Trecho citado

╔══

“Comece a ser agora o que você será daqui em diante” (São Jerônimo).
Minha esposa Clarice
gostava de contar esta velha história, adaptada, das Obras escolhidas II, de
Walter Benjamin – Editora Brasiliense (1995).
Era uma vez um Rei que tinha todos os poderes e
tesouros da Terra, mas que apesar disso não se sentia feliz e a cada ano ficava
mais melancólico.
Um dia chamou o seu cozinheiro preferido e disse:
− Você tem cozinhado muito bem para mim e tem trazido
para a minha mesa as melhores iguarias, de modo que eu lhe sou agradecido.
Agora, porém, quero que você me dê uma última prova de sua arte. Você deve me
preparar uma omelete de amoras
iguais àquelas que eu comi há cinquenta anos, na infância.

╚══

Listagem
╔══

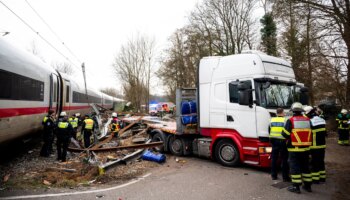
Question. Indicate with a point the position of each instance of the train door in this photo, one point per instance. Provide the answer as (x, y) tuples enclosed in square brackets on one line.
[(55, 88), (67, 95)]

╚══
╔══

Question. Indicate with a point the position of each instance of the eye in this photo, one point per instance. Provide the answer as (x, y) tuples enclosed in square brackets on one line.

╚══

Instruções da tarefa
Liste todos os nomes próprios de pessoas que aparecem no trecho citado. O material tem origem em outra fonte.

Resposta da tarefa
São Jerônimo
Clarice
Walter Benjamin